- _WRITTEN EXERCISE_
Please reproduce the full notebook excerpt on training and running a spaCy NER model, word for word.

- _SUPPLIED TEXT_
++++

Now that we've generated a config file for the model to be trained off, we can start training:

In [None]:
# Set file parameters for training
output_path = cwd + "/models/ag_dataset/ner/ner-gpu-blank"                          # File path for model to be saved at
train_path = cwd + "/data/ag_dataset/ner/annotations/binary/train"                  # File path for training data annotations
dev_path = cwd + "/data/ag_dataset/ner/annotations/binary/eval"                     # File path for evaluation data annotations

In [None]:
# Do the training, passing in config file path, output path, training path, and eval path (called dev path here)
!python -m spacy train "$config_file_path_output" \
 --output "$output_path" --paths.train "$train_path" --paths.dev "$dev_path" \
  --training.max_epochs 30 --gpu-id 0 --verbose

# Output removed because it was too large, but it essentially saved our model at the output_path for
#   later use.

# Run NER Model:

In [None]:
import spacy
from spacy import displacy
import random

spacy.require_gpu()
custom_ner_model = spacy.load(cwd + \
    '/models/ag_dataset/ner/ner-gpu-blank/model-last')
options = {"ents": ["ORG","PERSON","GPE","TICKER"]}

for j in range(3):
    i = random.randint(0, len(data))
    print("Article",i)
    doc_custom = custom_ner_model(data.loc[i,"description"])
    print("Custom Model NER:")
    displacy.render(doc_custom, style="ent", options=options, jupyter=True)
    print("\n")



Article 104315
Custom Model NER:




Article 72745
Custom Model NER:




Article 116312
Custom Model NER:








In [None]:
prediction = custom_ner_model("Bolsonaro supporters try to storm police HQ in 'January 6-style' rampage")
print("Custom Model NER:")

++++

- _LISTED ENTRIES_

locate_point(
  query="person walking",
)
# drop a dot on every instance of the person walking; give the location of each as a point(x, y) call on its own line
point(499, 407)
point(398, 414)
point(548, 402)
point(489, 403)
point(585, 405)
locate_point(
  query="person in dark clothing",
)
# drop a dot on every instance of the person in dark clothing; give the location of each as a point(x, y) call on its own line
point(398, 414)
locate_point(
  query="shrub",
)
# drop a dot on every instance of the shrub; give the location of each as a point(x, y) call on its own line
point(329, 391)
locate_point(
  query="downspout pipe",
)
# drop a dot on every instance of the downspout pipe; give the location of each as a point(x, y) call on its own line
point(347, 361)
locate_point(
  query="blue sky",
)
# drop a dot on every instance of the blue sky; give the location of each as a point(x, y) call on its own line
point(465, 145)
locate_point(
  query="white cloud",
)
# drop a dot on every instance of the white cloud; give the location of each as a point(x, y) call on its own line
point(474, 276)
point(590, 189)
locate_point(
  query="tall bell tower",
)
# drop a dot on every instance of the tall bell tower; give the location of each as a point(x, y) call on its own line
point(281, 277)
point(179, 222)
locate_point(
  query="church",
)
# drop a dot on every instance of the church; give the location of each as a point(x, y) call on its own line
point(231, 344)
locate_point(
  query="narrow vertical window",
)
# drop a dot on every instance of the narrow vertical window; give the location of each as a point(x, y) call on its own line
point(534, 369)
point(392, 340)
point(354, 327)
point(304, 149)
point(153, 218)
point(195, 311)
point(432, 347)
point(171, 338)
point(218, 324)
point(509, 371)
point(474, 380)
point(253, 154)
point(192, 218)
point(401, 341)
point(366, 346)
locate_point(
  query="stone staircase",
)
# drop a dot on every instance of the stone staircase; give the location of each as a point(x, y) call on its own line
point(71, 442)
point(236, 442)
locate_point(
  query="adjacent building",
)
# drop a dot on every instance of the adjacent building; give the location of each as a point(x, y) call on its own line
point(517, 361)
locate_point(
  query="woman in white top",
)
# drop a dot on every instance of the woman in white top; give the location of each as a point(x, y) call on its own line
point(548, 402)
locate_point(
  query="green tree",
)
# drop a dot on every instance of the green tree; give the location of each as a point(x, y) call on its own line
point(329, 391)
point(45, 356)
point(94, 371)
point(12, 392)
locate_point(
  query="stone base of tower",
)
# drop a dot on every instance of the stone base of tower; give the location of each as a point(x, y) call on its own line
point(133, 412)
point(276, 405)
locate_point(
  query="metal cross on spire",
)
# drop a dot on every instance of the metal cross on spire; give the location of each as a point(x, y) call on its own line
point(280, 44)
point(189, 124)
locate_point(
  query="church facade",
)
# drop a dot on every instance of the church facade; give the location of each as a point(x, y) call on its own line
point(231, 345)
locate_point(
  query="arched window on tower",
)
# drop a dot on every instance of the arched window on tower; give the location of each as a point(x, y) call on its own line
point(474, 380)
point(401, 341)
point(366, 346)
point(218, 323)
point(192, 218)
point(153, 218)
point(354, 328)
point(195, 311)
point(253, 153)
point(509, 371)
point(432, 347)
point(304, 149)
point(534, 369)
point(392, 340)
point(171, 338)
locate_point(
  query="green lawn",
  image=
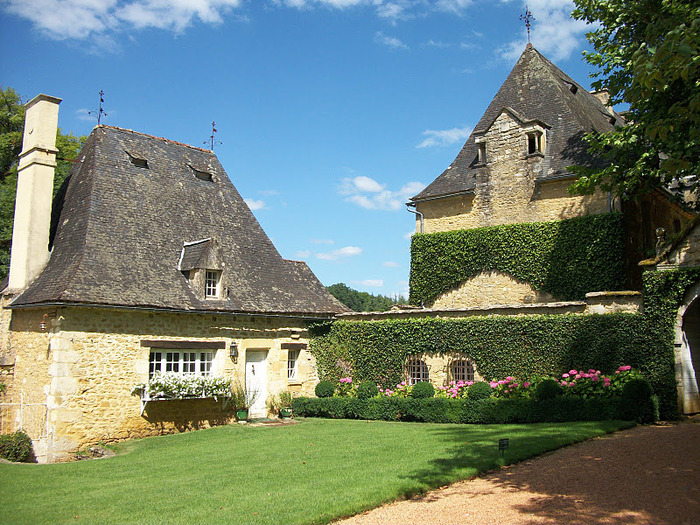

++++

- _EXERCISE ANSWER_
Now that we've generated a config file for the model to be trained off, we can start training:

In [None]:
# Set file parameters for training
output_path = cwd + "/models/ag_dataset/ner/ner-gpu-blank"                          # File path for model to be saved at
train_path = cwd + "/data/ag_dataset/ner/annotations/binary/train"                  # File path for training data annotations
dev_path = cwd + "/data/ag_dataset/ner/annotations/binary/eval"                     # File path for evaluation data annotations

In [None]:
# Do the training, passing in config file path, output path, training path, and eval path (called dev path here)
!python -m spacy train "$config_file_path_output" \
 --output "$output_path" --paths.train "$train_path" --paths.dev "$dev_path" \
  --training.max_epochs 30 --gpu-id 0 --verbose

# Output removed because it was too large, but it essentially saved our model at the output_path for
#   later use.

# Run NER Model:

In [None]:
import spacy
from spacy import displacy
import random

spacy.require_gpu()
custom_ner_model = spacy.load(cwd + \
    '/models/ag_dataset/ner/ner-gpu-blank/model-last')
options = {"ents": ["ORG","PERSON","GPE","TICKER"]}

for j in range(3):
    i = random.randint(0, len(data))
    print("Article",i)
    doc_custom = custom_ner_model(data.loc[i,"description"])
    print("Custom Model NER:")
    displacy.render(doc_custom, style="ent", options=options, jupyter=True)
    print("\n")



Article 104315
Custom Model NER:




Article 72745
Custom Model NER:




Article 116312
Custom Model NER:








In [None]:
prediction = custom_ner_model("Bolsonaro supporters try to storm police HQ in 'January 6-style' rampage")
print("Custom Model NER:")